** Opening EXCERPT PROVIDED block **

Syntropic agriculture is a process-based form of farming that seeks to mimic (and harness)

ecosystem dynamics. While it shares many overlaps with (and is both indebted to and inspired by)

indigenous forest gardening, tropical homegardens, permaculture’s food forests, holistic grazing,

and agroforestry more generally, the specific framework, language and techniques come out of

Brazil and the work of Ernst Götsch (below), CEPEAS and many others.

Why do we need it?

Syntropic agriculture emerges in response to our industrialised input-based model of farming. Industrial farming requires constant external inputs: synthetic nitrogen, mined rock phosphate etc. But despite its prevalence, problems abound with this model. It costs a lot financially (with sharp increases in price of late), straining farmers already caught between predatory banks and a supermarket duopoly that systematically underpays growers. Input-based techniques have also encouraged an approach to farming that costs a lot ecologically, from biodiversity loss to soil compaction, declining fertility, polluted rivers, cancer-causing nitrates in drinking water, significant methane and carbon emissions etc etc.

Key takeaway: industrial agriculture is entropic. It uses more energy to make a loaf of bread than you can get from eating that loaf.

In contrast, syntropic agriculture is designed to generate the fertility you need to grow crops internally, planting a range of support species that are pruned regularly to provide mulch and ‘pulse’ sunlight and growth hormone through your system, actually improving your ecosystem’s fertility over time. As a pleasant bonus, syntropic agriculture actively stores carbon at one of the highest [scientifically measured] levels: 4.45 tons of carbon per hectare per year, compared with 0.63 tons/ha/year for [the rightly celebrated but less effective] rotational grazing (Hawken, 2017). In this model of farming, the main inputs are knowledge and labour. This PDF guide helps with the first!

** Closing EXCERPT PROVIDED block **
** Opening SOURCE MATERIAL block **

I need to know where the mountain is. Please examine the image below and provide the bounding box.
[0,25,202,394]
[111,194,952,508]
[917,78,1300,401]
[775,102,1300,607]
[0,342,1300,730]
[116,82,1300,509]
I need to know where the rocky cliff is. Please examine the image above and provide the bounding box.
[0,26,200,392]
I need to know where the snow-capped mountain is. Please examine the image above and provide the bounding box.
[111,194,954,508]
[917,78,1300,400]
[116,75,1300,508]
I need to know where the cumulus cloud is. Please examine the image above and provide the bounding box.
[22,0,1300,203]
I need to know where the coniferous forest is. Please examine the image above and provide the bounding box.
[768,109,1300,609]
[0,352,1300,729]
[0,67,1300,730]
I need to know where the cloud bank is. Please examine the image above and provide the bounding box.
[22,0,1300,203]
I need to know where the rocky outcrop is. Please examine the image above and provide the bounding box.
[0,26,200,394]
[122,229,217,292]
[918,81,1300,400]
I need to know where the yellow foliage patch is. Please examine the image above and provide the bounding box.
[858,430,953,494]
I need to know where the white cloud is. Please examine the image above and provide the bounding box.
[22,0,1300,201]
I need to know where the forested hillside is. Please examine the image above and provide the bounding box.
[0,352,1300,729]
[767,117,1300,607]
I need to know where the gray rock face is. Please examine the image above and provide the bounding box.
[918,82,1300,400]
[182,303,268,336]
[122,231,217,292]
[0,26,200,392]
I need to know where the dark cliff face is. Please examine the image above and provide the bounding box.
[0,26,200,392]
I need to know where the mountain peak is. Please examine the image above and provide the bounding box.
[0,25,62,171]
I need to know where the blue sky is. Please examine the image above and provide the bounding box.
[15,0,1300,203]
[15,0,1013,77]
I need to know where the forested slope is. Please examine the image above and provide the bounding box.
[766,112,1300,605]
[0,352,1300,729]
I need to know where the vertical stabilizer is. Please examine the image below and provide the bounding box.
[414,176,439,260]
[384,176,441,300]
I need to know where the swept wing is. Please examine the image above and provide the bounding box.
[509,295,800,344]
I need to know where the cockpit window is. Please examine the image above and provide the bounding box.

** Closing SOURCE MATERIAL block **

■ REQUIRED ACTION 1
According to the syntropic agriculture passage, how much carbon does syntropic agriculture store per hectare each year?
■ REQUIRED ACTION 2
List every farming practice that the syntropic agriculture passage says syntropic agriculture overlaps with.
Answer from the syntropic agriculture passage only.

■ YOUR SOLUTION 1
4.45 tons of carbon per hectare per year.

■ YOUR SOLUTION 2
- Indigenous forest gardening
- Tropical homegardens
- Permaculture's food forests
- Holistic grazing
- Agroforestry